MATERIAL:

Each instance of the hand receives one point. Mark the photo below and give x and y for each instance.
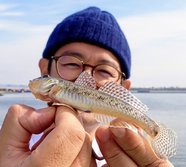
(67, 144)
(122, 147)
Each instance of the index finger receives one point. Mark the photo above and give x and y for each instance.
(63, 144)
(136, 147)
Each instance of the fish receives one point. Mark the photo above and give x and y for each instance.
(109, 102)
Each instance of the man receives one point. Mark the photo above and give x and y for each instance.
(92, 41)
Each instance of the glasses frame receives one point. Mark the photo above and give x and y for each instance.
(121, 74)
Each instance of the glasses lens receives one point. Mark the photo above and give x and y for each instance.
(105, 73)
(69, 67)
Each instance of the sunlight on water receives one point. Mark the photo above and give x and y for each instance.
(168, 109)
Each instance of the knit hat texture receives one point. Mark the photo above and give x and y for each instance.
(95, 27)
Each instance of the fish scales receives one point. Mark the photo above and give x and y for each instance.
(163, 139)
(102, 103)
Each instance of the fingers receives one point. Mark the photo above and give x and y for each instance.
(63, 144)
(21, 121)
(134, 145)
(121, 146)
(113, 154)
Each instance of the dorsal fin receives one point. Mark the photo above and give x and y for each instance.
(86, 80)
(123, 94)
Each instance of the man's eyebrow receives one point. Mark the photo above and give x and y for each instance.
(72, 53)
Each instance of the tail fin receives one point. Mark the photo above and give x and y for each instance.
(164, 143)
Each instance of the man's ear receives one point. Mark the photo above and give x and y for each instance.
(126, 84)
(43, 65)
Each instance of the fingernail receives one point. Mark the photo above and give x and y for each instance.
(103, 135)
(118, 132)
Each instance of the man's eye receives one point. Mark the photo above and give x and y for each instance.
(104, 73)
(71, 65)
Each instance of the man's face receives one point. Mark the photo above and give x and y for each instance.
(92, 56)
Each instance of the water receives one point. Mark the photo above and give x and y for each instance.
(169, 109)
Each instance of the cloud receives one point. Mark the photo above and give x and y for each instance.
(157, 43)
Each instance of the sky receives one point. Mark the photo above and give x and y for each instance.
(155, 30)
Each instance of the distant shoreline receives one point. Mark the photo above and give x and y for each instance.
(133, 90)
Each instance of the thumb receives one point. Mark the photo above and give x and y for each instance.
(22, 121)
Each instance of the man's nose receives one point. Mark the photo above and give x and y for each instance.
(88, 69)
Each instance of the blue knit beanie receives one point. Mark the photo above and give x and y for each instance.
(95, 27)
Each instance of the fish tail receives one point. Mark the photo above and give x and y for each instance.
(164, 143)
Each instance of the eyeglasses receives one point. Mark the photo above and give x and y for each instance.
(70, 67)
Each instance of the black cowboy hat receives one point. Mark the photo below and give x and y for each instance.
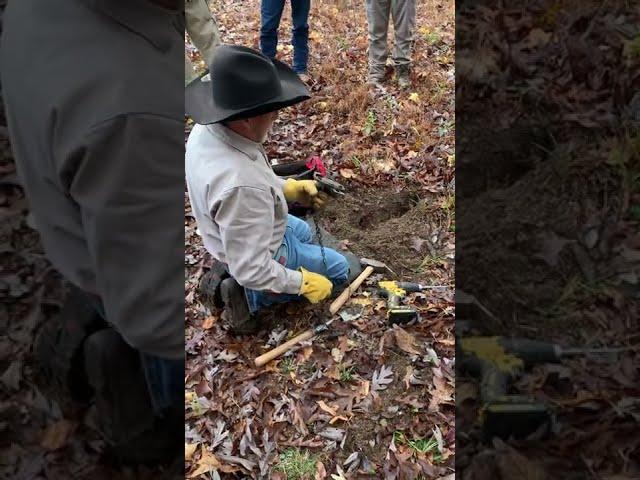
(244, 84)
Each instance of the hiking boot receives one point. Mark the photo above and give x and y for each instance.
(58, 347)
(375, 80)
(134, 434)
(305, 77)
(210, 283)
(402, 74)
(236, 310)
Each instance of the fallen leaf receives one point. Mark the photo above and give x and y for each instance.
(209, 322)
(362, 301)
(326, 408)
(405, 341)
(347, 173)
(332, 433)
(306, 353)
(382, 378)
(189, 450)
(337, 355)
(207, 463)
(416, 243)
(321, 472)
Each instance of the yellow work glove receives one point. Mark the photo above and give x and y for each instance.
(304, 192)
(314, 286)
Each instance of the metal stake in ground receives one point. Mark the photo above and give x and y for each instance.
(316, 222)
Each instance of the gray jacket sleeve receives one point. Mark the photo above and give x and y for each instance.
(245, 216)
(130, 191)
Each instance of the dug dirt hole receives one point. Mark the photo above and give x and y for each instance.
(391, 225)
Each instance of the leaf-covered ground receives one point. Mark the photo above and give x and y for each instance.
(548, 231)
(368, 400)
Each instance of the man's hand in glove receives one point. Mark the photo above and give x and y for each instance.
(314, 286)
(304, 192)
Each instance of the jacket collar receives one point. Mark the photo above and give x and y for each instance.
(251, 149)
(157, 25)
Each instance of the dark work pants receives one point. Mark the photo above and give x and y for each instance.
(270, 14)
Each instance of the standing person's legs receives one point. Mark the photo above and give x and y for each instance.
(300, 34)
(202, 28)
(404, 20)
(378, 24)
(270, 14)
(296, 252)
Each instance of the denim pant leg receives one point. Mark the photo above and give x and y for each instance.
(299, 228)
(300, 35)
(295, 253)
(270, 14)
(165, 379)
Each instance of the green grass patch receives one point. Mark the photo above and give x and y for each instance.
(288, 365)
(346, 374)
(297, 465)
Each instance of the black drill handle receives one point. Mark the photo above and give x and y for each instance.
(393, 301)
(410, 287)
(493, 384)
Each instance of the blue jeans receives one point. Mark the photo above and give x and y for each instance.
(270, 14)
(297, 251)
(165, 377)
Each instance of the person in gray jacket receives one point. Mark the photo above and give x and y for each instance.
(99, 152)
(239, 203)
(403, 13)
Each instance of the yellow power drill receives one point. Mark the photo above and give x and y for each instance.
(497, 361)
(395, 292)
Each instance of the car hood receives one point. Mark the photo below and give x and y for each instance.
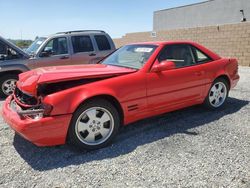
(29, 81)
(13, 46)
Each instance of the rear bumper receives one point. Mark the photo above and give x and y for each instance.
(47, 131)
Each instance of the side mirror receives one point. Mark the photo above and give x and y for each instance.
(163, 66)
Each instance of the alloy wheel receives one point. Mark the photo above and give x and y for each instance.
(94, 126)
(217, 94)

GIVEN EXERCISE:
Reproduce the full material exactly, excluding the pictures.

CORRECT RESPONSE:
Each instance of the hand receives one point. Mark the photo below and give x and y for each instance.
(67, 144)
(122, 147)
Each instance of the index finger receives one point. Mark the photo above and give x and y for each instance.
(63, 144)
(136, 147)
Each instance of the fish receives one point. Mark the photo above and give x and y for each instance.
(109, 102)
Each instance of the man receives one point. Mark the photo above and give x and y for each instance.
(92, 41)
Each instance of the glasses frame receives one point. Mark the photo above and give x and y for each instance.
(121, 74)
Each instance of the glasses lens receives one point. Mark the photo above and give x and y for each instance.
(105, 73)
(69, 67)
Each instance of the sunlight on water receives one point. Mark the photo above and give x and y for each instance.
(168, 109)
Each instance of the knit hat texture receives one point. Mark the photo above and give x and y for each instance.
(95, 27)
Each instance of the fish scales receives one point. Mark the photo above and give x and y for each instance.
(163, 139)
(102, 103)
Each instance of the fingers receives one point. Mark the photo above and give x and y for each instance.
(63, 144)
(21, 121)
(134, 145)
(121, 146)
(113, 154)
Each instance of the dorsal fin receives one point. Mark the photo above and give x and y for each instance.
(86, 80)
(123, 94)
Each instance of the man's eyebrow receives one point. Mark the photo above and give x and y for each instance.
(72, 53)
Each instance of the tail fin receives one point. Mark the photo above and give x and y for each instance.
(164, 143)
Each instance of the man's ear receives one point. Mark the photo above and give x and y for each instance.
(126, 84)
(43, 65)
Each instance of the fingernail receives one point. Mark the photo above and give x and y for each instance.
(103, 135)
(118, 132)
Each instance of the man's eye receives one point. Mark the photo above and give x and y for each instance.
(104, 73)
(71, 65)
Each instance of the man's face receives one point. Mark the photo above and give x and y for each instance.
(92, 56)
Each instance of the water receives one point. Mark the photo above and give x and y for each instance.
(169, 109)
Each instance of the cloud receives one point. Mark the photo above and give x and y for each instance.
(157, 43)
Each instance of the sky receives one point. Mark the photo above and give x and y for each instance.
(155, 30)
Each instance of the distant shoreline receives one point. Mark the photo above and give x and y for each instance.
(133, 90)
Each instance of the thumb receives one point. Mark the photo above and give x and y for each instance.
(22, 121)
Each instance of the man's nose receives one point. Mark the photo above and give x and y for each instance.
(88, 69)
Each instance of the blue knit beanie receives one point. Mark the photo above and give x and y for each instance.
(95, 27)
Each instance of the fish tail receives one point. Mark the photo above and give x and y for each instance.
(164, 143)
Each instance of the eyeglasses receives one point. Mark the photo above and give x and y for each instance.
(70, 67)
Each instance of the black cowboy hat receives one point. Mark the photo below and give x and y for each instance.
(244, 84)
Each instance of the hiking boot receives one point. Mark the photo above and give x and y for each instance.
(58, 347)
(375, 80)
(134, 434)
(305, 77)
(210, 283)
(402, 74)
(236, 310)
Each instance of the fallen leaf receives one point. Mark the photo above and give x and y for each instance.
(209, 322)
(362, 301)
(326, 408)
(405, 341)
(347, 173)
(332, 433)
(306, 353)
(382, 378)
(189, 450)
(337, 355)
(207, 463)
(416, 243)
(321, 472)
Each instance of the yellow work glove receives one point. Mark the photo above and give x and y for each instance.
(304, 192)
(314, 286)
Each instance of the metal stake in ground receives one point. Mark the photo above and give x and y for each instance.
(316, 222)
Each instance of the gray jacket sleeve receives one point. Mark the photo above and give x and y for each instance.
(245, 216)
(130, 191)
Each instance of the dug dirt hole receives one point. Mark the photo above and give x and y for each instance.
(391, 225)
Each instance of the leaf-covered ground receives one point. Mark the photo above and give x and y for each instance.
(548, 231)
(368, 400)
Each instance of the man's hand in glove receives one point. Mark the photo above and give x and y for each instance.
(314, 286)
(304, 192)
Each instance of the jacket collar receives one point. Mark the photo above and give x and y for each instance.
(251, 149)
(157, 25)
Each instance of the dark work pants receives one point. Mark the photo above and give x and y for each instance.
(270, 14)
Each instance of the standing person's legs receives one point. Mark the photo above and give x and y for each instance.
(300, 34)
(202, 28)
(404, 20)
(378, 24)
(270, 14)
(296, 252)
Each instance of the denim pant leg receives one point. Mark the photo above and give x and y for each instance.
(299, 228)
(300, 35)
(295, 253)
(270, 14)
(165, 379)
Each instance of the green grass patch receives one point. Mark the photo above and give x and y for each instance.
(288, 365)
(346, 374)
(297, 465)
Each instance of the black drill handle receives one point. Mark the photo above and give x and y for each instance.
(393, 301)
(410, 287)
(493, 384)
Each instance of the blue jeans receives one point. Mark the photo above and give x and y for each instance.
(270, 14)
(297, 251)
(165, 377)
Each instance of the person in gray jacket receives one point. Mark the photo above and give x and y for each instance.
(99, 152)
(239, 203)
(403, 13)
Each instance of the yellow power drill receives one point. Mark the photo above and give x and y for each instance.
(497, 361)
(395, 292)
Each instance of the car hood receives one point. Mark the photo below and give x and y for each instance.
(29, 81)
(13, 46)
Each instance of the rear bumper receives one point. Mark the photo above and give x and y for each instance.
(47, 131)
Each instance of the side mirror receives one point. Mark the photo above and give x and y for each instance.
(163, 66)
Each instance of the alloy wheel receives one point. Mark the photo above and give x and y for each instance.
(94, 126)
(217, 94)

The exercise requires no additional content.